Text section
Detection of errors in the configuration is by readback, and checking checksums.  Many hi-rel (military) users have found that continually reprogramming is easier and accomplishes the same thing (as in high altitude or space applications, SEUs are 10,000X to 100,000X more frequent, and often occur daily).

Detection of transient SEU errors to the logic requires the logic to have its own checks.  Triple Multiple Redundancy (TMR) with redundant voting is used in critical cases.  Block RAMs are used with ECC logic, where upon readback errors are corrected and written back in on the other port corrected.

To take this to another domain, when I designed systems for the telcos, I had to anticipate failures, both soft and hard, and provide recovery for both (error free for both....).  At the system level, I had redundant elements, and check and correct circuits.

Now that the systems are on a chip, it is a natural progression to use the same techniques inside the FPGA that used to be used with collections of FPGAs.

.22->.18->.15>->.13->.10->.07 is Moore's 'Law', and the effects of SEUs must be taken into account by the IC designers.  Designs can be completely hardened at the expense of area, but how much larger area, and hence larger cost, will a customer want to pay for a "feature" that may not apply to their market?

As it is all programmable logic, and if SEUs can be obviated by programming more gates, then for those that require that level of availability, they can 'pay' for it by their usage of their gates.  For those with non critical applications that don't care, they can benefit from the increased density and reduced costs.

Task to carry out
Continue the post on handling single event upsets in FPGAs, starting right after its last sentence.

(Referring-expression pointing data)

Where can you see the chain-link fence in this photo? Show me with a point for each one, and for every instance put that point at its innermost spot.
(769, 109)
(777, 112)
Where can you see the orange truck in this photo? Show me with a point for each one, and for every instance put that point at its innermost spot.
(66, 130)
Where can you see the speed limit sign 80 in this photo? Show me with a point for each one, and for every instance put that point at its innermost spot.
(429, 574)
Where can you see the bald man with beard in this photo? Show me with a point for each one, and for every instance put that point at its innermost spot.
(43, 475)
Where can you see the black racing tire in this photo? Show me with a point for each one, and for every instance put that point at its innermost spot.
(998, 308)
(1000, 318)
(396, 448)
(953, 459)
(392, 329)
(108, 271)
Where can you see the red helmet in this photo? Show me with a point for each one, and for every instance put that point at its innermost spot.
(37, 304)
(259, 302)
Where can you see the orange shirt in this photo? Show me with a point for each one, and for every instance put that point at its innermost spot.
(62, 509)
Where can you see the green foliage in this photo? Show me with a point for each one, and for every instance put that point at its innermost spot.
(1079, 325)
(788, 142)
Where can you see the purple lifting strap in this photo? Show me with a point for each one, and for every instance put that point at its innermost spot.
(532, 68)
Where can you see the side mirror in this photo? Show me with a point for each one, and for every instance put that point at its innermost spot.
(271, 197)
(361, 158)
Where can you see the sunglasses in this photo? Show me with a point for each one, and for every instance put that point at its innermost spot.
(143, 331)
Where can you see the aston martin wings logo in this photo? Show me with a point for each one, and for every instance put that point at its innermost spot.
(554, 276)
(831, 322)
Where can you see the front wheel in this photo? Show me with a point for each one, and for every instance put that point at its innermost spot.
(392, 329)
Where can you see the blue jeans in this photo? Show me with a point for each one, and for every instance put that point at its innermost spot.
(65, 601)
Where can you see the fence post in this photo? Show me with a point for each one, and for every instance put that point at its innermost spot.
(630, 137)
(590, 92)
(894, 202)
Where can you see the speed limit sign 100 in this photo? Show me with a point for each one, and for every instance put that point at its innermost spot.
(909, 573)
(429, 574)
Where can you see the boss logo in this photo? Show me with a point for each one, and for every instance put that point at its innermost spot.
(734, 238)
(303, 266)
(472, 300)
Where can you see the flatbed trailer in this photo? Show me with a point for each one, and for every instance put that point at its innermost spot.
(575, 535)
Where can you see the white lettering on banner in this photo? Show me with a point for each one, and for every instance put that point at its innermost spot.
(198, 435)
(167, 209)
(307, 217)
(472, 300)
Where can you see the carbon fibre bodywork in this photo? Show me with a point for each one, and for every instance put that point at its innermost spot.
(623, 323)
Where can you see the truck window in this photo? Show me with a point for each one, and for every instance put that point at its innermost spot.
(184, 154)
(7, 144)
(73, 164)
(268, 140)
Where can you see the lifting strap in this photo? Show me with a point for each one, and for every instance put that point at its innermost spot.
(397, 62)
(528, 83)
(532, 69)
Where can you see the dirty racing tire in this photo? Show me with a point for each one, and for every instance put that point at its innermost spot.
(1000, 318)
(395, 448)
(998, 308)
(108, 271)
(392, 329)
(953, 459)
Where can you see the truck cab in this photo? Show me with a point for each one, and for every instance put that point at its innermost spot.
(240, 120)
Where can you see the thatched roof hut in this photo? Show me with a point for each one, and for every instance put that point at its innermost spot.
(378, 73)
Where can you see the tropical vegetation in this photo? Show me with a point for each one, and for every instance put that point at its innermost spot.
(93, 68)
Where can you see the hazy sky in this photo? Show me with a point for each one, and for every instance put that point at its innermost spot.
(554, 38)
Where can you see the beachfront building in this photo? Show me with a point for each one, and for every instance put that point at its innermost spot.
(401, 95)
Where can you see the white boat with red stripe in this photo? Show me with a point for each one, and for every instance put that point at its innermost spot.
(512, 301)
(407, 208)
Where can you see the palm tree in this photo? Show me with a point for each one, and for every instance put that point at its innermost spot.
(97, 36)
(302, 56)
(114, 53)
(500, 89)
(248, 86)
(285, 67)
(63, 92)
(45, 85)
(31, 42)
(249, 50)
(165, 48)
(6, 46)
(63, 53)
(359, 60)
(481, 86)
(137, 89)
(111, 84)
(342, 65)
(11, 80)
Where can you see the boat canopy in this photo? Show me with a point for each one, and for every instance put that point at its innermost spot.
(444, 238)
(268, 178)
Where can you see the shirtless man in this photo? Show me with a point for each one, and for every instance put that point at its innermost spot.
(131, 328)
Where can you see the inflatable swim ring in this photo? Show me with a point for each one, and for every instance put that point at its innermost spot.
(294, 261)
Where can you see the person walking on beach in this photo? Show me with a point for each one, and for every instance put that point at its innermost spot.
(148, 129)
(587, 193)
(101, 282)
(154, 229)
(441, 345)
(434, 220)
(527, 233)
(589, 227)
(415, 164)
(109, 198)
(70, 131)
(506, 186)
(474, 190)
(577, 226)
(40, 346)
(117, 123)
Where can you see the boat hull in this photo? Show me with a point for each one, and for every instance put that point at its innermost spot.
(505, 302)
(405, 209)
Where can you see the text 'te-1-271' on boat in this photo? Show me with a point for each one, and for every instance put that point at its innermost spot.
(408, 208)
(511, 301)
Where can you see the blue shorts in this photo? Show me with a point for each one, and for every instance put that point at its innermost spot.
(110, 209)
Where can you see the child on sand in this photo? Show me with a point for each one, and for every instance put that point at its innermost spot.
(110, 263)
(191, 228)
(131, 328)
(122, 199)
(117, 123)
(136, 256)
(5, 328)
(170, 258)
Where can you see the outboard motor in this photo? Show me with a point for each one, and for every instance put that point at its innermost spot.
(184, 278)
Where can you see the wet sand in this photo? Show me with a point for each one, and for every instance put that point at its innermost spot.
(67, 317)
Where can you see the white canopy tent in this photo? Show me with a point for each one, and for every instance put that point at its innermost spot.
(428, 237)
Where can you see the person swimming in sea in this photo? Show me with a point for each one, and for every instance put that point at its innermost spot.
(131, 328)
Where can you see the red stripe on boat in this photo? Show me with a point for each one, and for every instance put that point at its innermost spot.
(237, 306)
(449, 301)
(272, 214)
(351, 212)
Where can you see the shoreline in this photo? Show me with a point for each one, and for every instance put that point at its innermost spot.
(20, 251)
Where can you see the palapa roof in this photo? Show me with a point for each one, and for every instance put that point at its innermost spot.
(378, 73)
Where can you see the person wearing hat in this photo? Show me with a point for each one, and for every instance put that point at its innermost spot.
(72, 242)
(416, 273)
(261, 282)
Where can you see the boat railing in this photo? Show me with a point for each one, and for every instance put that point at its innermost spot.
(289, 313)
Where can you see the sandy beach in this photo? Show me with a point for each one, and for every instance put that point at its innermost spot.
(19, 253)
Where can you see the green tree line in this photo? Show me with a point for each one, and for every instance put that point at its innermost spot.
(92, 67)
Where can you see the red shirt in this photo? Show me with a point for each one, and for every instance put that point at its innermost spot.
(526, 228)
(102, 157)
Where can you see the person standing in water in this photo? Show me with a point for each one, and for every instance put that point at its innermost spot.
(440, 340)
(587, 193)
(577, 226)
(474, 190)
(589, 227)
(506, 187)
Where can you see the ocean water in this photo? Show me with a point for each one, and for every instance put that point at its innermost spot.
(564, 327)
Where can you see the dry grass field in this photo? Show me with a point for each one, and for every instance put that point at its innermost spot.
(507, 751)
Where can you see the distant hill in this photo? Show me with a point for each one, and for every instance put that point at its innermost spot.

Answer to the problem
Many DSP processes (e.g. voice phone calls) are able to tolerate a huge level of bad bits, as human speech is incredibly robust.  Banking and aerodynamic controls are applications where TMR is the only solution, even if SEU's were not an issue!  Telecom switching is in-between:  if the level of errors is below the noise floor of all of the interconnected elements, then no one can tell, or even know what is going on (all service objectives and tariffs are met).

We by no means have all of the answers, and are out there looking at all options, and providing TMR, ECC, and other programmable cores today to our customers for their critical applications.

Austin

Jim Granville wrote:

This looks interesting :

http://www.ebnonline.com/story/OEG20020128S0079

 It has many spins (as expected :) on the problem, but it
seems very  relevant to fast-shrink-path SRAM FPGAs.

 Is there any information on the 'disturbance energy' for the
various SRAM components of FPGAs :-

 - The Config Cells ( Slower/larger, but not zero FIT ? )
 - The Fast SRAM Blocks
 - The sea of registers
 - The LUT array store

 The SRAM notes do not mention register errors, but since a SRAM
cell is effectively a strobed latch, is it possible to disturb
the BIT state in a latch, just as in a SRAM cell ?

 Error recovery in data blocks is possible with correction, but
how does a system detect config or latch errors ?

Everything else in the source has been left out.